==== EXERCISE DATA
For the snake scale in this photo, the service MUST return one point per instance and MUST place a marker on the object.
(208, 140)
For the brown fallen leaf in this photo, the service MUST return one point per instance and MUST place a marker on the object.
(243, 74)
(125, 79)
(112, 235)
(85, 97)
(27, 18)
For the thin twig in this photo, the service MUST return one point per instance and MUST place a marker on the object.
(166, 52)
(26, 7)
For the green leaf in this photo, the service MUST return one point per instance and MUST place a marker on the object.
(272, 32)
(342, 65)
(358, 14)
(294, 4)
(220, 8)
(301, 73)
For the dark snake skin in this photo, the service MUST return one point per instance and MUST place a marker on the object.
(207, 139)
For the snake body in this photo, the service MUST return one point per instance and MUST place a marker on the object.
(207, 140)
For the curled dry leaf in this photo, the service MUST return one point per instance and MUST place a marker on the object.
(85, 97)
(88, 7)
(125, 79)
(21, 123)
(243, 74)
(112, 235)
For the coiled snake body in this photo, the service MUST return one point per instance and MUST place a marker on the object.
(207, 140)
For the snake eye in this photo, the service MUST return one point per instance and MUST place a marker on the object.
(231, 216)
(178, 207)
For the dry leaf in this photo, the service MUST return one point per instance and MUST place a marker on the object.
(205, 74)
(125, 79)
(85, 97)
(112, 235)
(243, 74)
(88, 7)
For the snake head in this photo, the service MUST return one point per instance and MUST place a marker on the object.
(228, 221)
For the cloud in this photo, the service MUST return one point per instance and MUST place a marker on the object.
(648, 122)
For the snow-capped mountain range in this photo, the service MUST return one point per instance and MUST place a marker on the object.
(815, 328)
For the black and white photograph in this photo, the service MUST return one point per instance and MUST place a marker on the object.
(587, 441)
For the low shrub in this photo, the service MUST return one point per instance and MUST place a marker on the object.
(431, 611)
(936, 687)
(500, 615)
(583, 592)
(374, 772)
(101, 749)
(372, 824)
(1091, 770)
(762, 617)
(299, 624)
========
==== EXERCISE DATA
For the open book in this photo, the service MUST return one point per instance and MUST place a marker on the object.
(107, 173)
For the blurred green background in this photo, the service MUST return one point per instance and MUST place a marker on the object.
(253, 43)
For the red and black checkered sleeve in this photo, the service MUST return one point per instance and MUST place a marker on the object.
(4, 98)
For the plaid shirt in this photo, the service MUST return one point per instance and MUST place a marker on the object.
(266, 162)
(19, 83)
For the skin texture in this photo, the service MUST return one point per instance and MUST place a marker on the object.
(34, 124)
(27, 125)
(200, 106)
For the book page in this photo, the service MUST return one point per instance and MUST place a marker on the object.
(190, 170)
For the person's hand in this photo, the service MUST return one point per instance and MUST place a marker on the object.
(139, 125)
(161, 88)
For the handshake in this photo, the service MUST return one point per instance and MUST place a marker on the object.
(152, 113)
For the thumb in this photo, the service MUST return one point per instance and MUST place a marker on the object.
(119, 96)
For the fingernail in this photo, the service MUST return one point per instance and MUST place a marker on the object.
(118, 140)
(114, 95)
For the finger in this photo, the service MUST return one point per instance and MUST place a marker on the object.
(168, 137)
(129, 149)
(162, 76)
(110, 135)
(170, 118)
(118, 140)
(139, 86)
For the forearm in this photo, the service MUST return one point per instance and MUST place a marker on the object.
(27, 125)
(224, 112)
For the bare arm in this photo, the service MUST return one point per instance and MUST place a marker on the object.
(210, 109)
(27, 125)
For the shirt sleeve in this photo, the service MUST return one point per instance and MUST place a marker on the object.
========
• [TASK PROMPT]:
Copy the rows again from the line containing "For the forearm" through the line containing "For the shirt", with both ends and the requests included. Shift every point coordinate in the answers by -36.

• [FINAL ANSWER]:
For the forearm in this photo, the service MUST return one point per instance and MUST place a marker on the object.
(-9, 89)
(188, 76)
For the bare arm in this photo, the service MUST return one point per instance and MUST place a marker on the object.
(174, 73)
(-9, 89)
For the shirt sleeve in this photo, the service MUST return one point per instance and MUST place a marker on the object.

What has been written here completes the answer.